TEXTO PROPORCIONADO =

□ □ □ □

Todavía persiste un vacío de
poder no menor en la administración pública luego de la instalación del
gobierno de derecha hace más de cuatro meses. Las jefaturas regionales de
servicios como el Sence, Sernatur, Seremis, Gobiernos Regionales y,
especialmente, los Servicios de Salud, entre otros aún buscan jefaturas. Se
dice que la gran vacante de cargos públicos responde, en parte, al desinterés
de este sector por desenvolverse en la cosa pública, debido a los
convencionalismos socio-culturales que imperan en sus ambientes cotidianos.
Pero el nudo gordiano es que,
realmente, en el denominado “gobierno de los mejores” no existe la convicción,
ni la intención de salir de la burbuja del sector privado para emigrar a las
labores estatales, cuyas remuneraciones son comparativamente más bajas. Además,
la misma concepción de solidaridad y cooperación que supone el trabajo de
servicio público sólo se encuentra en la tinta del Programa de Gobierno, pues
en el ADN de la derecha chilena conviven sin problemas elementos como el
individualismo, el clasismo endógeno de tintes racistas, el integrismo
religioso-conservador y un autoritarismo vinculado a la idea nostálgica de la
hacienda. Este crisol ontológico está permeado por la entronización de las
soluciones de mercado a las problemáticas de gestión pública en lo social.

□ □ □ □

[Datos extraídos de una colección]

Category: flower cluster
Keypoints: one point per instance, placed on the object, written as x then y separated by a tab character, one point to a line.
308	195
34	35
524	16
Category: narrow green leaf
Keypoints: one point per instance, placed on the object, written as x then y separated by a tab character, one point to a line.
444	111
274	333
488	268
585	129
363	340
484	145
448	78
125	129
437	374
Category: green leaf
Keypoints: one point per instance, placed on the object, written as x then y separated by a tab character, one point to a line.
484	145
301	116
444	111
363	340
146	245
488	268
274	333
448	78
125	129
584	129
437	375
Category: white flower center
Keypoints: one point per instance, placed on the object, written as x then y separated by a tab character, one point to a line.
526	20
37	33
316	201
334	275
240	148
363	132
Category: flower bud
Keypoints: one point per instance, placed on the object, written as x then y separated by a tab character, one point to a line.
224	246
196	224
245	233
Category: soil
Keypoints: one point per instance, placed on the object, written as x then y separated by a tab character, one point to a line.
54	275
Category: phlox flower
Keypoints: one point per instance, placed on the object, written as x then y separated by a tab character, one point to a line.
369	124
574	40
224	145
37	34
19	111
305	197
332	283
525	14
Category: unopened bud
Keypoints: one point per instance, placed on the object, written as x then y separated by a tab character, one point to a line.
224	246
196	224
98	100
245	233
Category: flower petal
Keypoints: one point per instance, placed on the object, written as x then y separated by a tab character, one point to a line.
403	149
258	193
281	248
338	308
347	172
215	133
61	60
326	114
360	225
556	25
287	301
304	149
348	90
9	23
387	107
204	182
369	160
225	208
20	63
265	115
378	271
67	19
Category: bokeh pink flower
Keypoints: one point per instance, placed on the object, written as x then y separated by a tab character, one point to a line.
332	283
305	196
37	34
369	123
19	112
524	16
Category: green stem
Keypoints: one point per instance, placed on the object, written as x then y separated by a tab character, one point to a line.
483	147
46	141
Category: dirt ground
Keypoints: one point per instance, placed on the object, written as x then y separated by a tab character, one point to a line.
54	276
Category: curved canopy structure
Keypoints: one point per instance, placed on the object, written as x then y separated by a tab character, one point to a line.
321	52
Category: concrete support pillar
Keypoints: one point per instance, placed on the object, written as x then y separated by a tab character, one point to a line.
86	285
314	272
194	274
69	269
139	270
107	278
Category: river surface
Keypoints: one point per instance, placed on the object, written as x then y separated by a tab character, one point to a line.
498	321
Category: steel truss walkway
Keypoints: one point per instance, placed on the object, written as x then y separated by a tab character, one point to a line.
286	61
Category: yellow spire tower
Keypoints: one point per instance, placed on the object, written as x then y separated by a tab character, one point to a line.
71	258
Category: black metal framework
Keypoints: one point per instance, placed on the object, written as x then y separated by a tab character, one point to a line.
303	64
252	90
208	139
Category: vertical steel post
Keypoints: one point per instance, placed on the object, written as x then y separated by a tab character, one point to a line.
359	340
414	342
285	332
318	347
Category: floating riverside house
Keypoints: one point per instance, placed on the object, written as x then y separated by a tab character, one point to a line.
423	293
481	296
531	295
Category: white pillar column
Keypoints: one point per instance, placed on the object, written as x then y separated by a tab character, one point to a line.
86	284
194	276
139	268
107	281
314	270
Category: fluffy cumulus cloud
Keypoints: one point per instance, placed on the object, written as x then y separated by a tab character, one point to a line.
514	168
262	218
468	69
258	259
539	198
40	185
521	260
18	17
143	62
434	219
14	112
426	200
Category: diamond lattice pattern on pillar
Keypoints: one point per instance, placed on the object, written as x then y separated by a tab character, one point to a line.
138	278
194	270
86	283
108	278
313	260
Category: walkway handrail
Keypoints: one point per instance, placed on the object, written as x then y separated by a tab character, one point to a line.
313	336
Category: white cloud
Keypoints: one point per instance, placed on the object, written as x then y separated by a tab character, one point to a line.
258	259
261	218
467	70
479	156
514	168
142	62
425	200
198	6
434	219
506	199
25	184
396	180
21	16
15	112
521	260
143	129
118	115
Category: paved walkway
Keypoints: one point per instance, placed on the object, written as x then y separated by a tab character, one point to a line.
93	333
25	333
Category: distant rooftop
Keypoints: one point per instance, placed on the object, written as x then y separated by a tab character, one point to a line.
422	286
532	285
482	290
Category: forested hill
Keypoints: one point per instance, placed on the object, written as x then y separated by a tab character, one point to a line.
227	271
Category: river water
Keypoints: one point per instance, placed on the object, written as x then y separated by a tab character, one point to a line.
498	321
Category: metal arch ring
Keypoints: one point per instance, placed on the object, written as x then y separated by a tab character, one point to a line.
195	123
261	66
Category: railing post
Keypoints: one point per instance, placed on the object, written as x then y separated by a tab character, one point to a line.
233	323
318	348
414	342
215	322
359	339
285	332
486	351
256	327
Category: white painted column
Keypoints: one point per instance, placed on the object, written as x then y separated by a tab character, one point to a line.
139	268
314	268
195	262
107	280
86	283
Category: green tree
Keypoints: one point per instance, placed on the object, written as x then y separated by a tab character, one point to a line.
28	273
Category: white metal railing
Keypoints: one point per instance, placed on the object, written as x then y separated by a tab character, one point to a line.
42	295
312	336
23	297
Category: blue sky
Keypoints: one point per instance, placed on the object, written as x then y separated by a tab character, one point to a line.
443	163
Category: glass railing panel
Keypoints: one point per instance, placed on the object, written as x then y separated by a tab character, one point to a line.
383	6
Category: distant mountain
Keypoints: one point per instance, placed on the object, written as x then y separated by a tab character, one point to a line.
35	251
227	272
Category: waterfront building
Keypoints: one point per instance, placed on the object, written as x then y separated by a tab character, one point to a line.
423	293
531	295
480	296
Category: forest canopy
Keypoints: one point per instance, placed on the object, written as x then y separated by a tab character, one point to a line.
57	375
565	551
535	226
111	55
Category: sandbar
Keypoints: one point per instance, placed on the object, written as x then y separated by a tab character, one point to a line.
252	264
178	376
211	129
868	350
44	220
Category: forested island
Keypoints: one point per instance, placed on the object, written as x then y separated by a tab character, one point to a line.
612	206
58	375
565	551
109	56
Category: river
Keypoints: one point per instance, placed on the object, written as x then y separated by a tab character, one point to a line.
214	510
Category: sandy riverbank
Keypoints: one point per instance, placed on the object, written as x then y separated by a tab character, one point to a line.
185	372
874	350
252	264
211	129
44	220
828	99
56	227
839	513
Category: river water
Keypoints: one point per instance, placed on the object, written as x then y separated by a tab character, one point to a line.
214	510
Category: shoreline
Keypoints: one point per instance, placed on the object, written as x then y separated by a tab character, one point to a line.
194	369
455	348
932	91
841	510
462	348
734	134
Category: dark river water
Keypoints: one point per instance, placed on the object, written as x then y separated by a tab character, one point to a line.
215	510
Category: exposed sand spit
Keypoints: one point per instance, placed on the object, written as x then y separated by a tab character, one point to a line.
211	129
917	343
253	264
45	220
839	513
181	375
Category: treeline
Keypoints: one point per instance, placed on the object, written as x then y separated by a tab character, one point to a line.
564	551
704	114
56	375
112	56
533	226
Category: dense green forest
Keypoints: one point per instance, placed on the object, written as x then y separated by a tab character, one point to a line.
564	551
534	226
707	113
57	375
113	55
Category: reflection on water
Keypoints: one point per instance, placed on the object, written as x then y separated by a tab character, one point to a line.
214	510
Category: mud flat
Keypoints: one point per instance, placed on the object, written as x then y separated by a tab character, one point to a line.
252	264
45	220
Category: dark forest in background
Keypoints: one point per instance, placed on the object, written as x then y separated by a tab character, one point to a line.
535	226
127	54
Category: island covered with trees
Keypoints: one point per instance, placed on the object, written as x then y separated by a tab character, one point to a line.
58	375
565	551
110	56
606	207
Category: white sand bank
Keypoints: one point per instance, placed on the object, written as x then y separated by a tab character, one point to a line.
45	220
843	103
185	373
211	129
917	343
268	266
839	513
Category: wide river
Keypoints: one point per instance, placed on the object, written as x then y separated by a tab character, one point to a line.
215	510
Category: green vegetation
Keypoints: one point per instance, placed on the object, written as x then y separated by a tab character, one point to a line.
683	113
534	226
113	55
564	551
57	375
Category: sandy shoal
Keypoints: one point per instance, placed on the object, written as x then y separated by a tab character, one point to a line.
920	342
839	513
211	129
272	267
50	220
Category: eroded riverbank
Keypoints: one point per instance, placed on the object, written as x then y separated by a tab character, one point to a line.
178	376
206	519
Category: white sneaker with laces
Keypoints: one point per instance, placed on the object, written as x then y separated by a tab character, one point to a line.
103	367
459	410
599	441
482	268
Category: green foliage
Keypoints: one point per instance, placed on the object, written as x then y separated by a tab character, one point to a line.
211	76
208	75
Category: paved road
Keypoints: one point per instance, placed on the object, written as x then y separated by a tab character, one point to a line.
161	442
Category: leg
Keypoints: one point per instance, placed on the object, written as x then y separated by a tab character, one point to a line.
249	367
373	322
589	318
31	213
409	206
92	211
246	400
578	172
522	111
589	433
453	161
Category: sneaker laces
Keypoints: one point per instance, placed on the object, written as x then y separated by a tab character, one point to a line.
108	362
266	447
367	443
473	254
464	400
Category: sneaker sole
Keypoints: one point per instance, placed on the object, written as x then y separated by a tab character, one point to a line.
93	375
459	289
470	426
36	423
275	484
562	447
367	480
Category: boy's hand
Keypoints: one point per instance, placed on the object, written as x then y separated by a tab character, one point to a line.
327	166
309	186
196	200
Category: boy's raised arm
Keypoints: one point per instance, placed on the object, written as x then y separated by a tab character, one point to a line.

□ □ □ □

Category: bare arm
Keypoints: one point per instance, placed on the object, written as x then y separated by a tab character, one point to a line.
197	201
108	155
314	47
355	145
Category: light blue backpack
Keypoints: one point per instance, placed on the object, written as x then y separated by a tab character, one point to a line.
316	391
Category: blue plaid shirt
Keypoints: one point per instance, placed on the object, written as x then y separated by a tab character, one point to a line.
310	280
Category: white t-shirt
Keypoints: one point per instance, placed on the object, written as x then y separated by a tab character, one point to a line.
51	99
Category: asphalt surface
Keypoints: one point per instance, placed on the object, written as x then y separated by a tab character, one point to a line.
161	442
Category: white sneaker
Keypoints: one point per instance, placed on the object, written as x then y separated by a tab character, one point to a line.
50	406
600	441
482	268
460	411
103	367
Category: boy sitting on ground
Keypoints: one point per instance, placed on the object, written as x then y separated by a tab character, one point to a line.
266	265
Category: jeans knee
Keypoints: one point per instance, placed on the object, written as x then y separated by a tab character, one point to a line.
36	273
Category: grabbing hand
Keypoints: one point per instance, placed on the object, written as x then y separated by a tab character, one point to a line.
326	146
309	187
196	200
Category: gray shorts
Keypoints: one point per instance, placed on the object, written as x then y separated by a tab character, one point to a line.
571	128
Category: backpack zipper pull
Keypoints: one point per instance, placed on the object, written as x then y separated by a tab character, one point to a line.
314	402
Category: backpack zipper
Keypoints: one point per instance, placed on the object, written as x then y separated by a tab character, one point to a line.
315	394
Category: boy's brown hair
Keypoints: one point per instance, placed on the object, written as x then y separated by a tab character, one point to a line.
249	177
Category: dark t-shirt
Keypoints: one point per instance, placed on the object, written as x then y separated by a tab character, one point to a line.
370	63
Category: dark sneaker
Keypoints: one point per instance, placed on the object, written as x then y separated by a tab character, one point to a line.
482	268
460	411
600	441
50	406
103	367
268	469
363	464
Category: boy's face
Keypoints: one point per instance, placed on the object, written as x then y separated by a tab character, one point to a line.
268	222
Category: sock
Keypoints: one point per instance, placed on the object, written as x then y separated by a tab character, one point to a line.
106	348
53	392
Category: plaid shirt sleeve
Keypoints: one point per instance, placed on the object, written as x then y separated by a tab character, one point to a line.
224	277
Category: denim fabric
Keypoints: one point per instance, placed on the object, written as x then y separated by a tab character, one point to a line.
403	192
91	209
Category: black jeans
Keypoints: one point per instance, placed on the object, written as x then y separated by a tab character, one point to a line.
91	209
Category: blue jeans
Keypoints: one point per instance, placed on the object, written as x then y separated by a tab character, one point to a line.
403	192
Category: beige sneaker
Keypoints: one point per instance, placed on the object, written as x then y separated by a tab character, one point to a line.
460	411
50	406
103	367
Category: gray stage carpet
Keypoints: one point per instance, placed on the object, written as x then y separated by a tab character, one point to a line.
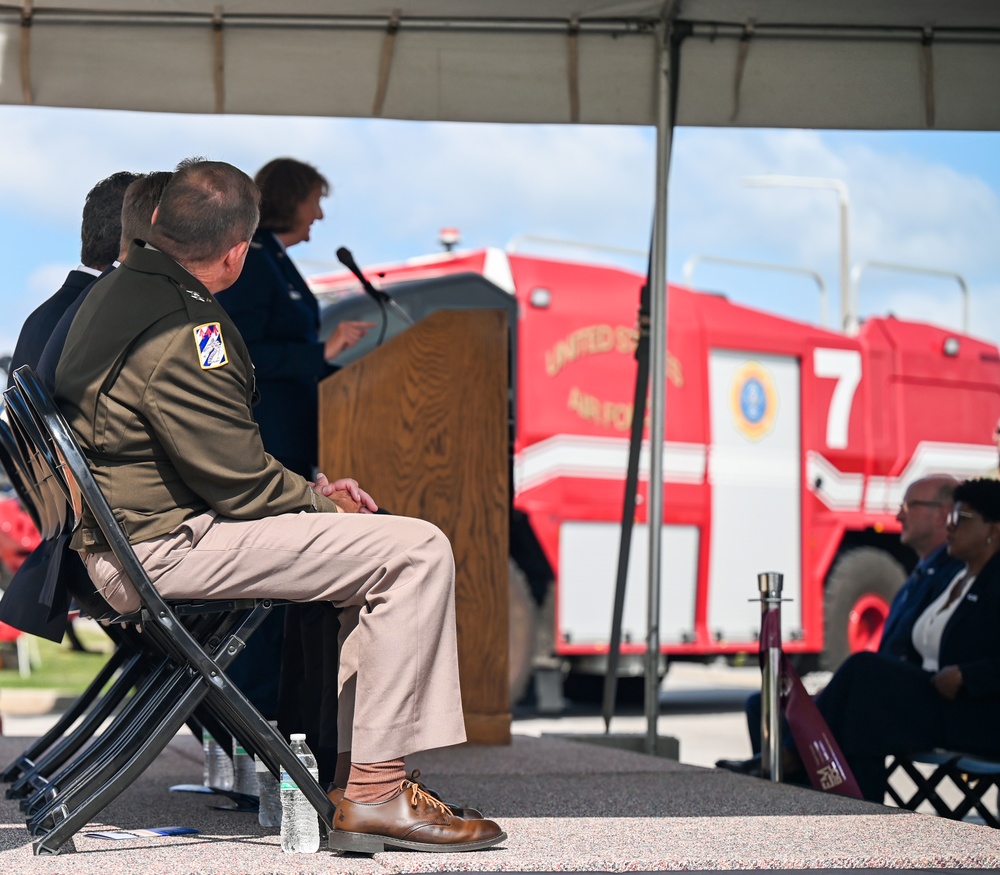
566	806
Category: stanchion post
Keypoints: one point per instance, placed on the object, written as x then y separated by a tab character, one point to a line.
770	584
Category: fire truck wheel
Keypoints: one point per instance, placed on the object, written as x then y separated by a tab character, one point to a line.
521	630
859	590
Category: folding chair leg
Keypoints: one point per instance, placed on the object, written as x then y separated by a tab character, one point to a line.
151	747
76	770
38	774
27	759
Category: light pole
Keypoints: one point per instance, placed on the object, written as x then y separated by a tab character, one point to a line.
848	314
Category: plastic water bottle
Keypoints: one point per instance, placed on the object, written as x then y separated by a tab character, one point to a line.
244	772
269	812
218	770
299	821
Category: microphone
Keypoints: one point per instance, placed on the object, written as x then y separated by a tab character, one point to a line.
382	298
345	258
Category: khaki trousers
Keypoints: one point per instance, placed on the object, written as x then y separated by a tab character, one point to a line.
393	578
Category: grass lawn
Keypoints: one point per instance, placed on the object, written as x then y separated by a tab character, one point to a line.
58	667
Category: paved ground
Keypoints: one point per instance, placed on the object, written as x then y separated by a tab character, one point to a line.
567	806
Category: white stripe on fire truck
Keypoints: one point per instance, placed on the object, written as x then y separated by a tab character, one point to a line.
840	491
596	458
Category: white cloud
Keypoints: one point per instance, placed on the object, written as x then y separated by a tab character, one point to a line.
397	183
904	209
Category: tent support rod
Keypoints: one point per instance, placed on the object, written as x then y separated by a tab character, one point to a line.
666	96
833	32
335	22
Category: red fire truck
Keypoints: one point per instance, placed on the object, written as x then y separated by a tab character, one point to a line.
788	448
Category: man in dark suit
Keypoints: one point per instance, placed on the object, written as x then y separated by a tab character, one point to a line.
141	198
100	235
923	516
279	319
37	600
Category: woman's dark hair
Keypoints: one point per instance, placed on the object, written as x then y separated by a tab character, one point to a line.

□ □ □ □

Traduzca al inglés la siguiente oración del texto sobre los cargos vacantes en la administración pública: «Todavía persiste un vacío de poder no menor en la administración pública luego de la instalación del gobierno de derecha hace más de cuatro meses.»

SOLUCIÓN DEL PROBLEMA = A not insignificant power vacuum still persists in the public administration following the installation of the right-wing government more than four months ago.